### Supplied records
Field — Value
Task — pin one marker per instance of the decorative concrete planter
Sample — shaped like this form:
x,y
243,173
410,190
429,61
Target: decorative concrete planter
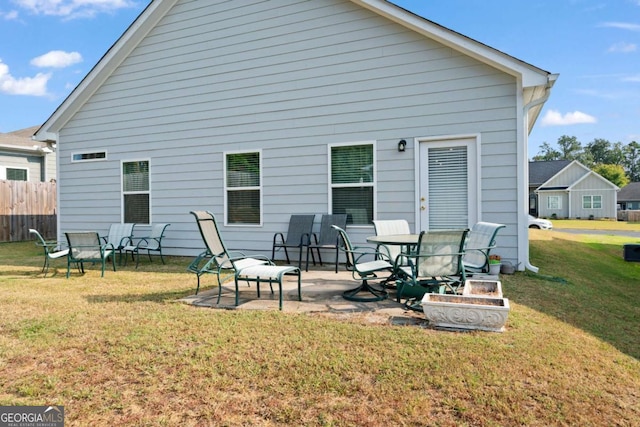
x,y
494,269
482,288
466,312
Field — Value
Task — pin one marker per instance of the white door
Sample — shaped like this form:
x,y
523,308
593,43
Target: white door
x,y
449,185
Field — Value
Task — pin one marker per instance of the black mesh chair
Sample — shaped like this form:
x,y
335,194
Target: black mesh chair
x,y
298,236
329,237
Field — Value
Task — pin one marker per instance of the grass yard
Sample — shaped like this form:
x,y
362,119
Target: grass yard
x,y
120,351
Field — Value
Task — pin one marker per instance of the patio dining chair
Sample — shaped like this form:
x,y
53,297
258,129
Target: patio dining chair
x,y
389,227
224,264
434,267
480,241
119,236
51,249
366,264
86,246
150,243
328,238
298,236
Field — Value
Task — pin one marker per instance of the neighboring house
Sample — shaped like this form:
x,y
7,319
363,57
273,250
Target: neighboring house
x,y
575,191
629,197
539,173
23,159
260,110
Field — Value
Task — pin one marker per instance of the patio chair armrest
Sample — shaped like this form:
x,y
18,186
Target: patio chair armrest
x,y
275,236
360,252
106,247
305,237
142,243
384,250
195,266
238,255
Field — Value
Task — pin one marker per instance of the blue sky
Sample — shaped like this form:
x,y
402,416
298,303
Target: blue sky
x,y
48,46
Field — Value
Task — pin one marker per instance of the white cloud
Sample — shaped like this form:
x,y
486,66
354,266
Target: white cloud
x,y
57,59
623,47
34,86
73,8
9,16
622,26
555,118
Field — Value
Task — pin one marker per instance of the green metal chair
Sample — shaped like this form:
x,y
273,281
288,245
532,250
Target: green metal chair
x,y
298,236
86,246
51,250
434,267
217,260
150,243
119,236
379,267
480,241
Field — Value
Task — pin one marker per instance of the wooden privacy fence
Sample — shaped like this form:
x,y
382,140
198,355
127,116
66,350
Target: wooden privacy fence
x,y
25,205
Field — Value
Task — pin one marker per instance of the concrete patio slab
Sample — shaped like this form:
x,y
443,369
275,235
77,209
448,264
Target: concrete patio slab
x,y
321,295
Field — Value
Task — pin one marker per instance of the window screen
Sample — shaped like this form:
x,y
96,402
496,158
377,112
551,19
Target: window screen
x,y
243,188
592,202
554,202
16,174
352,184
448,188
135,192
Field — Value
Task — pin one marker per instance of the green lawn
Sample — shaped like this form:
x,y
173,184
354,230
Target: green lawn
x,y
119,350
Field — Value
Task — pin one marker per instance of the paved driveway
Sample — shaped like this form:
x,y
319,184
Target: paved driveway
x,y
622,233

### Exercise directions
Repeat the data in full and exactly. Omit pictures.

### Solution for this exercise
Field — Value
Task — pin one marker per instance of the decorative concrete planter
Sample — shaped like this form:
x,y
243,173
410,190
429,61
Target: decorative concrete planter
x,y
494,269
482,288
466,312
Field — Value
Task — pin one marker per instance of the white door
Sample — shaped like this form:
x,y
523,308
593,43
Target: white door
x,y
449,185
Field — Value
Task — pin one marker per instance of the black mesh chair
Sample — shaped like this form:
x,y
335,194
Target: black mesh chair
x,y
298,236
329,237
Field — Value
Task — pin one marker per instance of the grass yard
Sample — shaped like this form:
x,y
362,119
Target: grass yard
x,y
120,351
Field — Value
Task — pin one marker per instance of the patio dining chair
Sample — shaped like this form:
x,y
53,297
258,129
Target: patio dining chair
x,y
389,227
224,264
434,267
480,241
119,236
51,249
366,264
86,246
150,243
328,238
298,236
Field — Value
Task — pin one marker per instance of the neighboring house
Sample — shaped like this form:
x,y
7,319
363,57
273,250
Target: neighboring house
x,y
575,191
629,197
539,173
23,159
260,110
Field — Value
Task — pin one marker per instance of the patio chair armrest
Sample — shaped like this form:
x,y
18,186
Target: patio chair armrest
x,y
275,236
360,252
106,247
305,237
142,243
384,250
195,266
238,255
Field — Value
Task — pin one marker per instance of the blue sky
Sample — shaped like this form:
x,y
402,416
298,303
Target: blue sky
x,y
48,46
Field — Value
Task — pin one marker per instance of the white cloud
Sample — shaped like this form:
x,y
486,66
354,266
Target: white cloud
x,y
57,59
623,47
34,86
73,8
9,16
622,26
555,118
Field — Value
Task — pin one marker per instance of the green metal chair
Sample — shaped like this form:
x,y
273,281
288,245
532,250
Target: green metal chair
x,y
298,236
86,246
51,250
434,267
217,260
150,243
119,236
379,267
480,241
Field — Value
Task — pin one marker per instance of the wooden privacy fence
Sample — shaped like this form:
x,y
382,140
198,355
127,116
66,350
Target: wooden privacy fence
x,y
25,205
Field — Value
Task — pin one marker per instance of the concrete patio slab
Sample — shaped like this form:
x,y
443,369
275,235
77,209
448,264
Target: concrete patio slab
x,y
321,295
Field — Value
Task — pin one marker per instance of the window screen
Sample — shaped like this form:
x,y
96,402
496,158
377,112
551,19
Target: window screen
x,y
243,188
592,202
554,202
16,174
352,184
448,188
135,192
Field — Value
Task — pin one marker per instance of the green lawn
Sample — shaped like this form:
x,y
173,184
354,230
Target: green lawn
x,y
119,350
Field — Value
Task — pin one marker per instance of the paved driveway
Sample — shaped like this form:
x,y
319,184
Target: paved driveway
x,y
622,233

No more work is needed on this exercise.